#### [Exercise instructions]
Using the string "ripped" as the key, pull each matching line out of the records below.

Records contained in a dataset
>>>

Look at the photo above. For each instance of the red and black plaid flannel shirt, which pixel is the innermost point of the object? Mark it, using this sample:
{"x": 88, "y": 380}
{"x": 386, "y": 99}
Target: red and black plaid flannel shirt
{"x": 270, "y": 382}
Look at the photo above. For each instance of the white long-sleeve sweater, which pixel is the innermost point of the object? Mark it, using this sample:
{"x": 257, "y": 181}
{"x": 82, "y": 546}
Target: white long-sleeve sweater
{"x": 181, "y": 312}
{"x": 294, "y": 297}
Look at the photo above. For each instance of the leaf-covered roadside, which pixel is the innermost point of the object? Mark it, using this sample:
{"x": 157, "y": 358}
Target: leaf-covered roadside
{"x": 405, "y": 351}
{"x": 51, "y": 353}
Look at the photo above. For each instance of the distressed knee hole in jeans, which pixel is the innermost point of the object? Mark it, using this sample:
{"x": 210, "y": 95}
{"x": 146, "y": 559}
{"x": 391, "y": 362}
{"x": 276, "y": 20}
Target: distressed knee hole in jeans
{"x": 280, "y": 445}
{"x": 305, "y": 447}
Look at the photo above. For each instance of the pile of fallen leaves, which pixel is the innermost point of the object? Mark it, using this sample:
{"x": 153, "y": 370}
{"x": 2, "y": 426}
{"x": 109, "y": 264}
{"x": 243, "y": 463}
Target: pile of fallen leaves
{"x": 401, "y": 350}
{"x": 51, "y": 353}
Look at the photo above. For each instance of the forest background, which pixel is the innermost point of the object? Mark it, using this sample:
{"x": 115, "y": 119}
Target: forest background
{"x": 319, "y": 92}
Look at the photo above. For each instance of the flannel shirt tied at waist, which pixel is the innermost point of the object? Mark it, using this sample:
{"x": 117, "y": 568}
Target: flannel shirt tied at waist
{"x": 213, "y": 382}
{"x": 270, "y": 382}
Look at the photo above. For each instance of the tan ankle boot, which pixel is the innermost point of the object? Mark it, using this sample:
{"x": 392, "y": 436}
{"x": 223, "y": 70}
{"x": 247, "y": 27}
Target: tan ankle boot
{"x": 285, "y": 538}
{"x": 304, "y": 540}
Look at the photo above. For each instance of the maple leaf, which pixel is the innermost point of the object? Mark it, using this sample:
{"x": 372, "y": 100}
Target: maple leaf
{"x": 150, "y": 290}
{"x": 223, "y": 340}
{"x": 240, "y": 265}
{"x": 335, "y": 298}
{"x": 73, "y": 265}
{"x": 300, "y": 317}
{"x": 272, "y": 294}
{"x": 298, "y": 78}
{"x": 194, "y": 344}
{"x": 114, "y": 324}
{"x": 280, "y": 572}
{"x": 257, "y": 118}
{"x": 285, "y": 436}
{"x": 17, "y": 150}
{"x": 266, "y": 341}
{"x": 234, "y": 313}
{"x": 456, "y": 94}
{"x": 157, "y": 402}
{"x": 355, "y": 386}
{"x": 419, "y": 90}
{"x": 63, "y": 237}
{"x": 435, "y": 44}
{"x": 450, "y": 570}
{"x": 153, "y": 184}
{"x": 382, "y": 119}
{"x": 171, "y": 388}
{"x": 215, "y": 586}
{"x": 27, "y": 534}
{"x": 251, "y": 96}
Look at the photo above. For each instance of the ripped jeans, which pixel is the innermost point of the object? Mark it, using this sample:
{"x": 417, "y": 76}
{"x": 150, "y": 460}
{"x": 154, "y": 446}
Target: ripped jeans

<<<

#### [Answer space]
Look at the photo above. For each instance of the ripped jeans, which pixel is the innermost point of the object? Mark it, using this sample:
Target: ripped jeans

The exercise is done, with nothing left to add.